* [WHAT IS EXPECTED]: From the data below, set down exactly the lines between the one holding "spot the plate of nuts." and the one holding "spot the man with gray flat cap.", inclusive, and no others.

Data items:

──────────────────────────────

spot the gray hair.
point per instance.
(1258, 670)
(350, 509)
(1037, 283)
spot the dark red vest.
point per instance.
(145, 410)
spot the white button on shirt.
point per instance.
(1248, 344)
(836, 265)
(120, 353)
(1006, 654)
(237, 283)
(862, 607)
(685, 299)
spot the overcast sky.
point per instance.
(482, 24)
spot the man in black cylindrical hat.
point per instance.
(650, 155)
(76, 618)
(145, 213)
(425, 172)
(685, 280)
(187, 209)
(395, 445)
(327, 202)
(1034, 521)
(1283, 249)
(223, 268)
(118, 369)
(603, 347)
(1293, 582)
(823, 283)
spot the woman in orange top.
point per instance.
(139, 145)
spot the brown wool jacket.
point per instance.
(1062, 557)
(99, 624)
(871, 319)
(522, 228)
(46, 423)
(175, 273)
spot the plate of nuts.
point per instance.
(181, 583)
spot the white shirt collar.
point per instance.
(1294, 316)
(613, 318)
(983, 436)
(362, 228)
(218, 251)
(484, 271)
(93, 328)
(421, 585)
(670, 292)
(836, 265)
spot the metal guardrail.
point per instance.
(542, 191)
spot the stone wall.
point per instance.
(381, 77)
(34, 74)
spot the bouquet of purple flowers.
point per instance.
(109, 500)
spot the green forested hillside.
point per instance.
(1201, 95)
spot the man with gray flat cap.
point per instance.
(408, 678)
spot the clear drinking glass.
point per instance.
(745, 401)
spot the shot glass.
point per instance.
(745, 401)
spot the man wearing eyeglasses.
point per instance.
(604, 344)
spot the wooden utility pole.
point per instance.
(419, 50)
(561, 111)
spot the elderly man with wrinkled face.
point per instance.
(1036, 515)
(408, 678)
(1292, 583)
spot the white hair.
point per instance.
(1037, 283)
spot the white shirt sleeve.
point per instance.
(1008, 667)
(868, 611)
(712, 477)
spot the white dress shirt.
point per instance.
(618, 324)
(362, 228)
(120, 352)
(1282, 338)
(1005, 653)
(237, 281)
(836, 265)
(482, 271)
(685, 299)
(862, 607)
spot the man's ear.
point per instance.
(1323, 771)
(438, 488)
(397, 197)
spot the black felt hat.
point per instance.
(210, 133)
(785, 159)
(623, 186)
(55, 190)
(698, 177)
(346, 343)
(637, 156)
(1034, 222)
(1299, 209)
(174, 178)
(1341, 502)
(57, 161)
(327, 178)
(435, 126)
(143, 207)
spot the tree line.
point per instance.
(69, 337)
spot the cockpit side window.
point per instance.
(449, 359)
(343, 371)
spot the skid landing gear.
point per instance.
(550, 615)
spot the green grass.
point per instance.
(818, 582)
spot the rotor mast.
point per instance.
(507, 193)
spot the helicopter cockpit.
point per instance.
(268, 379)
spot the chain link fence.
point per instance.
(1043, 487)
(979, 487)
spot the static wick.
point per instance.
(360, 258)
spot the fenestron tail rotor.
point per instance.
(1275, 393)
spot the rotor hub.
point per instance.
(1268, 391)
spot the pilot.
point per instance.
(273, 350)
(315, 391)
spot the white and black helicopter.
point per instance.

──────────────────────────────

* [YOUR SOLUTION]:
spot the plate of nuts.
point per instance.
(181, 583)
spot the white shirt collar.
point per instance.
(1294, 316)
(613, 318)
(983, 436)
(362, 228)
(218, 251)
(484, 271)
(93, 328)
(421, 585)
(670, 292)
(836, 265)
spot the metal guardrail.
point per instance.
(542, 191)
spot the stone wall.
point per instance.
(381, 77)
(34, 74)
spot the bouquet of purple flowers.
point per instance.
(109, 500)
spot the green forested hillside.
point per instance.
(1201, 95)
spot the man with gray flat cap.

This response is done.